*AVAILABLE DATA*:
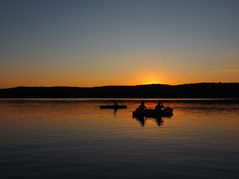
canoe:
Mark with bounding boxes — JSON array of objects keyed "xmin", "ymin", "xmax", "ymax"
[
  {"xmin": 100, "ymin": 105, "xmax": 127, "ymax": 109},
  {"xmin": 132, "ymin": 107, "xmax": 173, "ymax": 118}
]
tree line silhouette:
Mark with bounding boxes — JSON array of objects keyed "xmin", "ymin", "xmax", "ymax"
[{"xmin": 0, "ymin": 83, "xmax": 239, "ymax": 98}]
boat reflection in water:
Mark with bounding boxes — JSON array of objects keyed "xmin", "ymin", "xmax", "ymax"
[{"xmin": 132, "ymin": 116, "xmax": 164, "ymax": 127}]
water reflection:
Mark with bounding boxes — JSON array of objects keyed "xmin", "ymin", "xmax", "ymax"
[
  {"xmin": 0, "ymin": 99, "xmax": 239, "ymax": 179},
  {"xmin": 132, "ymin": 116, "xmax": 164, "ymax": 127}
]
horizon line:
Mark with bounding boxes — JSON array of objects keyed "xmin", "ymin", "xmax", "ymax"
[{"xmin": 0, "ymin": 82, "xmax": 239, "ymax": 89}]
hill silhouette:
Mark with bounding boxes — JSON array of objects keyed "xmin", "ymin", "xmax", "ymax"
[{"xmin": 0, "ymin": 83, "xmax": 239, "ymax": 98}]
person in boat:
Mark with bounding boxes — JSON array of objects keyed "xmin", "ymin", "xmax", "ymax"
[
  {"xmin": 154, "ymin": 101, "xmax": 164, "ymax": 111},
  {"xmin": 114, "ymin": 101, "xmax": 119, "ymax": 106},
  {"xmin": 136, "ymin": 101, "xmax": 147, "ymax": 112}
]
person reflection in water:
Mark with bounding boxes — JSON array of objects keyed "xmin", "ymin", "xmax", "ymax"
[
  {"xmin": 114, "ymin": 101, "xmax": 118, "ymax": 106},
  {"xmin": 154, "ymin": 101, "xmax": 164, "ymax": 111}
]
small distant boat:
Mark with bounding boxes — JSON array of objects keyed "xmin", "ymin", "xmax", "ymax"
[
  {"xmin": 100, "ymin": 105, "xmax": 127, "ymax": 110},
  {"xmin": 132, "ymin": 107, "xmax": 173, "ymax": 118}
]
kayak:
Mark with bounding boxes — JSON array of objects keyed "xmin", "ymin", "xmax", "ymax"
[
  {"xmin": 100, "ymin": 105, "xmax": 127, "ymax": 109},
  {"xmin": 132, "ymin": 107, "xmax": 173, "ymax": 118}
]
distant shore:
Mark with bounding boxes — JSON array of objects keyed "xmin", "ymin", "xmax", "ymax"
[{"xmin": 0, "ymin": 83, "xmax": 239, "ymax": 98}]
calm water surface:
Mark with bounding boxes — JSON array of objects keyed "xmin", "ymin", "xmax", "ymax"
[{"xmin": 0, "ymin": 99, "xmax": 239, "ymax": 179}]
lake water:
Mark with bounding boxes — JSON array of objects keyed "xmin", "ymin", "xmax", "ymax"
[{"xmin": 0, "ymin": 99, "xmax": 239, "ymax": 179}]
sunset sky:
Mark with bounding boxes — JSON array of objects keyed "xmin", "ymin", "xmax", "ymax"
[{"xmin": 0, "ymin": 0, "xmax": 239, "ymax": 88}]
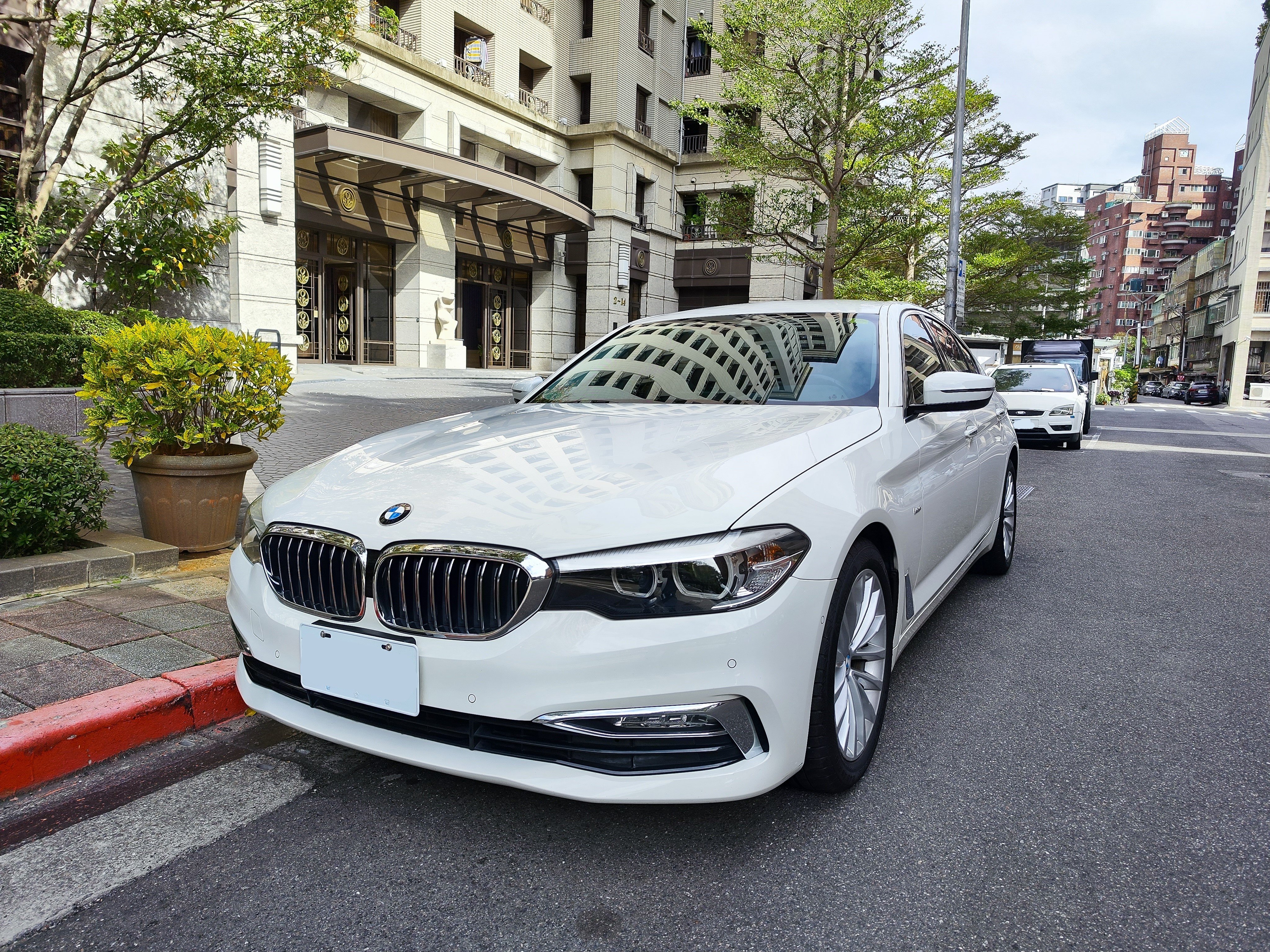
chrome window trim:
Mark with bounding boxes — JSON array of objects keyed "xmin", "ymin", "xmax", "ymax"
[
  {"xmin": 367, "ymin": 542, "xmax": 555, "ymax": 641},
  {"xmin": 260, "ymin": 522, "xmax": 367, "ymax": 622}
]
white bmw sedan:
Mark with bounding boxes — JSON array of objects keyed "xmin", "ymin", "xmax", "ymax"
[{"xmin": 229, "ymin": 301, "xmax": 1017, "ymax": 802}]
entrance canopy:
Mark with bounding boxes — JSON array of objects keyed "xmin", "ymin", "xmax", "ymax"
[{"xmin": 295, "ymin": 126, "xmax": 596, "ymax": 241}]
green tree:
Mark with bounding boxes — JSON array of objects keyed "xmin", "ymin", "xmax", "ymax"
[
  {"xmin": 961, "ymin": 199, "xmax": 1096, "ymax": 353},
  {"xmin": 62, "ymin": 134, "xmax": 239, "ymax": 311},
  {"xmin": 0, "ymin": 0, "xmax": 358, "ymax": 291},
  {"xmin": 677, "ymin": 0, "xmax": 955, "ymax": 297}
]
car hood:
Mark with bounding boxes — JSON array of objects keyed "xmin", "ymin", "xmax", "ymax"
[
  {"xmin": 997, "ymin": 390, "xmax": 1086, "ymax": 410},
  {"xmin": 255, "ymin": 404, "xmax": 881, "ymax": 557}
]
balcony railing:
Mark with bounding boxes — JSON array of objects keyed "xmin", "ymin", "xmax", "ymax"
[
  {"xmin": 683, "ymin": 132, "xmax": 709, "ymax": 155},
  {"xmin": 683, "ymin": 53, "xmax": 710, "ymax": 76},
  {"xmin": 455, "ymin": 56, "xmax": 494, "ymax": 86},
  {"xmin": 366, "ymin": 7, "xmax": 419, "ymax": 53},
  {"xmin": 518, "ymin": 84, "xmax": 551, "ymax": 116},
  {"xmin": 521, "ymin": 0, "xmax": 551, "ymax": 23}
]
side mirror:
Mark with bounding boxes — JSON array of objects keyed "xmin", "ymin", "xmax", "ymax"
[
  {"xmin": 908, "ymin": 371, "xmax": 997, "ymax": 414},
  {"xmin": 512, "ymin": 377, "xmax": 542, "ymax": 404}
]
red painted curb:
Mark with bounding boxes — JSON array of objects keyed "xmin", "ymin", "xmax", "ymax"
[{"xmin": 0, "ymin": 659, "xmax": 246, "ymax": 797}]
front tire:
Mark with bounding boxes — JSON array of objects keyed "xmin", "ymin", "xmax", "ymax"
[
  {"xmin": 795, "ymin": 541, "xmax": 895, "ymax": 793},
  {"xmin": 974, "ymin": 459, "xmax": 1016, "ymax": 575}
]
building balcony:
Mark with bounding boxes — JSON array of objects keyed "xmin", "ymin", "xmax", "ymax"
[
  {"xmin": 683, "ymin": 53, "xmax": 710, "ymax": 77},
  {"xmin": 681, "ymin": 132, "xmax": 709, "ymax": 155},
  {"xmin": 455, "ymin": 56, "xmax": 494, "ymax": 86},
  {"xmin": 518, "ymin": 84, "xmax": 551, "ymax": 116},
  {"xmin": 521, "ymin": 0, "xmax": 551, "ymax": 25},
  {"xmin": 366, "ymin": 4, "xmax": 419, "ymax": 53}
]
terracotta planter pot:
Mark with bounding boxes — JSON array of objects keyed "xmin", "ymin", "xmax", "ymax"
[{"xmin": 128, "ymin": 446, "xmax": 258, "ymax": 552}]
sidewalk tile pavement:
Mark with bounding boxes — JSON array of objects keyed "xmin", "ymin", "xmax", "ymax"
[{"xmin": 0, "ymin": 571, "xmax": 238, "ymax": 731}]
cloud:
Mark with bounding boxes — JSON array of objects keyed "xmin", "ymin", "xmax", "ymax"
[{"xmin": 918, "ymin": 0, "xmax": 1261, "ymax": 193}]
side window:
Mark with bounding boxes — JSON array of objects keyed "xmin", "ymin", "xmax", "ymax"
[
  {"xmin": 926, "ymin": 317, "xmax": 983, "ymax": 373},
  {"xmin": 904, "ymin": 315, "xmax": 944, "ymax": 406}
]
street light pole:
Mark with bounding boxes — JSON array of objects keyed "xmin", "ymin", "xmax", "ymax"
[{"xmin": 944, "ymin": 0, "xmax": 970, "ymax": 328}]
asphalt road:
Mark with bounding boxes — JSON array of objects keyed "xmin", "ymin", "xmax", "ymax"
[{"xmin": 0, "ymin": 402, "xmax": 1270, "ymax": 952}]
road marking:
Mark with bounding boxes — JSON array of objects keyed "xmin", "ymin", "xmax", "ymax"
[
  {"xmin": 1099, "ymin": 426, "xmax": 1270, "ymax": 439},
  {"xmin": 1092, "ymin": 440, "xmax": 1270, "ymax": 460},
  {"xmin": 0, "ymin": 754, "xmax": 313, "ymax": 944}
]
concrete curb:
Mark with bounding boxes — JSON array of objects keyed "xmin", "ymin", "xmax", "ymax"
[{"xmin": 0, "ymin": 658, "xmax": 246, "ymax": 797}]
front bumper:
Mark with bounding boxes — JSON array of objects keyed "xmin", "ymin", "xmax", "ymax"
[{"xmin": 229, "ymin": 551, "xmax": 833, "ymax": 804}]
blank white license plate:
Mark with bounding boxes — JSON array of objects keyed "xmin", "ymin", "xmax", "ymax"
[{"xmin": 300, "ymin": 624, "xmax": 419, "ymax": 717}]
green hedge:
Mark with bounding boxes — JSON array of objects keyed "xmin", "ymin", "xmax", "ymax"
[
  {"xmin": 0, "ymin": 288, "xmax": 126, "ymax": 335},
  {"xmin": 0, "ymin": 423, "xmax": 112, "ymax": 558},
  {"xmin": 0, "ymin": 330, "xmax": 93, "ymax": 390}
]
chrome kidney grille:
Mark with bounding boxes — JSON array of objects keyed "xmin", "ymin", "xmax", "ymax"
[
  {"xmin": 375, "ymin": 542, "xmax": 551, "ymax": 638},
  {"xmin": 260, "ymin": 526, "xmax": 366, "ymax": 619}
]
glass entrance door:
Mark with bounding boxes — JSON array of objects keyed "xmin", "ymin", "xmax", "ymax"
[{"xmin": 324, "ymin": 264, "xmax": 361, "ymax": 363}]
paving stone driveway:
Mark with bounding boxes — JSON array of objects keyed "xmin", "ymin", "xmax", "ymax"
[{"xmin": 0, "ymin": 566, "xmax": 238, "ymax": 717}]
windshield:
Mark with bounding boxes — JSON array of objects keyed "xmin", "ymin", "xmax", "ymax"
[
  {"xmin": 533, "ymin": 312, "xmax": 877, "ymax": 406},
  {"xmin": 992, "ymin": 367, "xmax": 1076, "ymax": 394}
]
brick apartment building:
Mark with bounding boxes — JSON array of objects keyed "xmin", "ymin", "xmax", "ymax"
[{"xmin": 1085, "ymin": 119, "xmax": 1238, "ymax": 336}]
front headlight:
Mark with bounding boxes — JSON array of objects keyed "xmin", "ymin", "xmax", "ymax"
[
  {"xmin": 242, "ymin": 494, "xmax": 268, "ymax": 562},
  {"xmin": 544, "ymin": 526, "xmax": 811, "ymax": 618}
]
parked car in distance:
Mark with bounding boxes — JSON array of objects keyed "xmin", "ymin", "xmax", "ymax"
[
  {"xmin": 1182, "ymin": 381, "xmax": 1222, "ymax": 405},
  {"xmin": 992, "ymin": 363, "xmax": 1087, "ymax": 449},
  {"xmin": 229, "ymin": 301, "xmax": 1021, "ymax": 804}
]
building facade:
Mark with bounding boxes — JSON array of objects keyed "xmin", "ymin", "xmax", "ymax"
[{"xmin": 0, "ymin": 0, "xmax": 814, "ymax": 371}]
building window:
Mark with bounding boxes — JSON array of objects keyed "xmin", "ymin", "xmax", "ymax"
[
  {"xmin": 635, "ymin": 86, "xmax": 653, "ymax": 138},
  {"xmin": 348, "ymin": 96, "xmax": 397, "ymax": 138}
]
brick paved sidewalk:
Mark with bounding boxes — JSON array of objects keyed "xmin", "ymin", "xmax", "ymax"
[{"xmin": 0, "ymin": 555, "xmax": 238, "ymax": 730}]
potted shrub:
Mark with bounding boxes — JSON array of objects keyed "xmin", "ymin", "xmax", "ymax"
[{"xmin": 79, "ymin": 321, "xmax": 291, "ymax": 552}]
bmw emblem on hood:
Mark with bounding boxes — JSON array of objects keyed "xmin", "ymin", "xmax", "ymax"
[{"xmin": 380, "ymin": 503, "xmax": 410, "ymax": 526}]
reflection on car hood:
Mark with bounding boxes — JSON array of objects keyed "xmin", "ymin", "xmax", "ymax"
[{"xmin": 264, "ymin": 404, "xmax": 881, "ymax": 557}]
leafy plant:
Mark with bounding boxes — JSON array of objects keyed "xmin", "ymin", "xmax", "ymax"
[
  {"xmin": 79, "ymin": 321, "xmax": 291, "ymax": 463},
  {"xmin": 0, "ymin": 423, "xmax": 113, "ymax": 558},
  {"xmin": 0, "ymin": 330, "xmax": 93, "ymax": 387},
  {"xmin": 62, "ymin": 134, "xmax": 241, "ymax": 310}
]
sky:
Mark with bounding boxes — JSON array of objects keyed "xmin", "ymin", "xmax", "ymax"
[{"xmin": 914, "ymin": 0, "xmax": 1261, "ymax": 194}]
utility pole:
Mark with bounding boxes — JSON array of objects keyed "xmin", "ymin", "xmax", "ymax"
[{"xmin": 944, "ymin": 0, "xmax": 970, "ymax": 328}]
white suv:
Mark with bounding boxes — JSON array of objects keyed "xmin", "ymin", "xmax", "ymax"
[{"xmin": 992, "ymin": 363, "xmax": 1086, "ymax": 449}]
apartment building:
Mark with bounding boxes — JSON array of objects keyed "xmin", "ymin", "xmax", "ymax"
[
  {"xmin": 1040, "ymin": 176, "xmax": 1138, "ymax": 217},
  {"xmin": 7, "ymin": 0, "xmax": 814, "ymax": 371},
  {"xmin": 1085, "ymin": 118, "xmax": 1234, "ymax": 336}
]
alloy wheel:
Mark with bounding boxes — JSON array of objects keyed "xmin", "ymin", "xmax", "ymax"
[
  {"xmin": 833, "ymin": 569, "xmax": 886, "ymax": 760},
  {"xmin": 1001, "ymin": 470, "xmax": 1019, "ymax": 561}
]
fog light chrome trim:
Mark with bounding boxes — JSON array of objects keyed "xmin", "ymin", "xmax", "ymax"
[{"xmin": 533, "ymin": 697, "xmax": 766, "ymax": 760}]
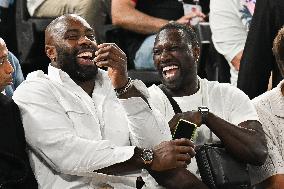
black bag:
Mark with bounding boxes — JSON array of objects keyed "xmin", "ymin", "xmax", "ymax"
[
  {"xmin": 195, "ymin": 143, "xmax": 252, "ymax": 189},
  {"xmin": 159, "ymin": 84, "xmax": 252, "ymax": 189}
]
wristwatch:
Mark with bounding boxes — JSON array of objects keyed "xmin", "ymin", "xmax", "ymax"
[
  {"xmin": 198, "ymin": 106, "xmax": 209, "ymax": 124},
  {"xmin": 141, "ymin": 148, "xmax": 154, "ymax": 165}
]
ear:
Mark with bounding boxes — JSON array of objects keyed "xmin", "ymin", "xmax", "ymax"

*WORK INSTRUCTIONS*: Reproduce the listing from the line containing "fog light chrome" through its end, both included, keeping the requests and scaling every bounding-box coordinate in the answers by 0.3, rounded to whole numbers with halves rounded up. Leave the pictures out.

*RESULT FOR THIS TASK*:
fog light chrome trim:
Mark with bounding boxes — JSON array of objects keyed "xmin", "ymin", "xmax", "ymax"
[{"xmin": 160, "ymin": 209, "xmax": 230, "ymax": 228}]
black bag:
Mark with bounding boxes — JSON array of objects keyed "xmin", "ymin", "xmax", "ymax"
[
  {"xmin": 59, "ymin": 43, "xmax": 76, "ymax": 57},
  {"xmin": 48, "ymin": 25, "xmax": 76, "ymax": 57}
]
wristwatch:
Mark with bounding boxes — JSON array of objects keyed "xmin", "ymin", "xmax", "ymax"
[
  {"xmin": 59, "ymin": 32, "xmax": 63, "ymax": 37},
  {"xmin": 42, "ymin": 44, "xmax": 46, "ymax": 50}
]
ear:
Mark with bounding boxes — JSON array of objects keyed "xmin", "ymin", "xmax", "ymax"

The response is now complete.